> EXERCISE DESCRIPTION
Swap "clay bowl" for "ceramic bowl" in the part of the records that opens with the line containing "Target: long thin stem" and closes at the end of the records. Give back only those lines, with nothing else changed.

"""

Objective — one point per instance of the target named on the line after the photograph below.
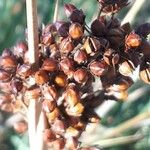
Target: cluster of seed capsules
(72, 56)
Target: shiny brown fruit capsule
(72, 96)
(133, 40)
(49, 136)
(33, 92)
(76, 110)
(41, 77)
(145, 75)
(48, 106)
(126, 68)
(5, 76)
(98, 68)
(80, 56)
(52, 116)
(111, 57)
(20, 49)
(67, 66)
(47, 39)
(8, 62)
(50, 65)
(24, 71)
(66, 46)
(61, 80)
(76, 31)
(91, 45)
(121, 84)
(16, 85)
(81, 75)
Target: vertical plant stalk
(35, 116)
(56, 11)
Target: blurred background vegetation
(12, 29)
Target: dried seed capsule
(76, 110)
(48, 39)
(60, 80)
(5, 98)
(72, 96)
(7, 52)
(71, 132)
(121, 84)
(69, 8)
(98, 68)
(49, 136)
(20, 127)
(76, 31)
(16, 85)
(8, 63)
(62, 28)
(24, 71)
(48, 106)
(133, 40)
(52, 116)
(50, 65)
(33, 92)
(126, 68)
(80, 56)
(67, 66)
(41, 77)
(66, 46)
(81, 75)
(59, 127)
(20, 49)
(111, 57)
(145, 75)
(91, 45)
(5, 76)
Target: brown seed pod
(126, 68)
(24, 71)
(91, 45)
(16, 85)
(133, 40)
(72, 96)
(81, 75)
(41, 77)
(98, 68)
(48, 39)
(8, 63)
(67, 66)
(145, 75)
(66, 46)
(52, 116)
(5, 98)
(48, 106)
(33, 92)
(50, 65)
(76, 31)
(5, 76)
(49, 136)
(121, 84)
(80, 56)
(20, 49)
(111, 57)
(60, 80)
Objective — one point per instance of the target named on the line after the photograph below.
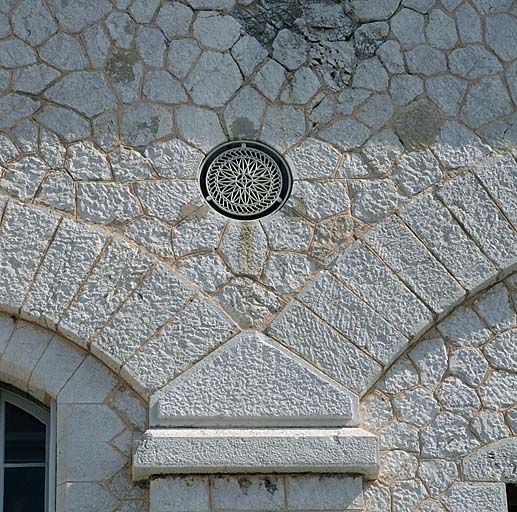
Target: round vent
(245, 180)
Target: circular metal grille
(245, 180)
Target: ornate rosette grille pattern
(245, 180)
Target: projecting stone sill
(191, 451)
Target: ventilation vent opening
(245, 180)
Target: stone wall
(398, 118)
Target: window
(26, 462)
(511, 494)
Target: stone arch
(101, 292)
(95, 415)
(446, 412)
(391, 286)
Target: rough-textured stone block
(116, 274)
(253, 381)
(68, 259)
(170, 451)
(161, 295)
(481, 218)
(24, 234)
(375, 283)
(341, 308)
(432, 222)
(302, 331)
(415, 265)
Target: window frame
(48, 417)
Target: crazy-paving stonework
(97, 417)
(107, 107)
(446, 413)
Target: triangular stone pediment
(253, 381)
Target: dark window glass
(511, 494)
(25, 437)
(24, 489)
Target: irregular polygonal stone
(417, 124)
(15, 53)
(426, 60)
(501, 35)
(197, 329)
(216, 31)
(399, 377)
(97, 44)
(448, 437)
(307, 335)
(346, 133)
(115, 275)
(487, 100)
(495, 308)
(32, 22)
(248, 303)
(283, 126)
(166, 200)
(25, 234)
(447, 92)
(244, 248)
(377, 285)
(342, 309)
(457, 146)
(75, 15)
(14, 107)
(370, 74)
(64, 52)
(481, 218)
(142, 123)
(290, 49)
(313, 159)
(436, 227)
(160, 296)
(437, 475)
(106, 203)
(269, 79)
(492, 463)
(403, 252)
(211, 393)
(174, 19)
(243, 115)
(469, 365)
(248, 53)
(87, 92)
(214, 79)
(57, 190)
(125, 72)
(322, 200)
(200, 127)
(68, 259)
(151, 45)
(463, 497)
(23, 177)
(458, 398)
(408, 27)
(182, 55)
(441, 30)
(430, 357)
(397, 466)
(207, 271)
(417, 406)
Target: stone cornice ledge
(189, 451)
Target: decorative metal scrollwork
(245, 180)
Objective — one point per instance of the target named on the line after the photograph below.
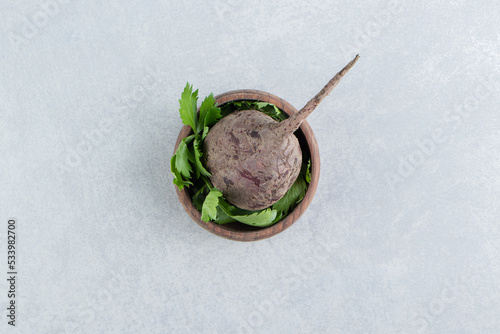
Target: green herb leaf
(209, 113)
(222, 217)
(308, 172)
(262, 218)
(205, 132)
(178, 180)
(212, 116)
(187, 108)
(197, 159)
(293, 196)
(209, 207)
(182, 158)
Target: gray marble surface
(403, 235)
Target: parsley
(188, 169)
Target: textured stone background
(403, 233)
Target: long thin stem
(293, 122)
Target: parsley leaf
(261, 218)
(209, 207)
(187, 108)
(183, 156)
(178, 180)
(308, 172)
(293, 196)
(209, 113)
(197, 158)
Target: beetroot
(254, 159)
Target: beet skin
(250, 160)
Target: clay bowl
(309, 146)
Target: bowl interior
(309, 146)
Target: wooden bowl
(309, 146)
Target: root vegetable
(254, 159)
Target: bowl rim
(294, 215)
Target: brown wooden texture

"""

> COMPLETE RESPONSE
Target: long thin stem
(293, 122)
Target: parsley leaf
(261, 218)
(209, 207)
(187, 108)
(183, 156)
(178, 180)
(308, 172)
(293, 196)
(209, 113)
(197, 158)
Target: beetroot
(254, 159)
Target: beet skin
(250, 160)
Target: ceramic bowl
(309, 146)
Target: bowl interior
(309, 146)
Target: wooden bowl
(309, 146)
Target: root vegetable
(254, 159)
Target: bowl rim
(294, 215)
Target: brown wooden texture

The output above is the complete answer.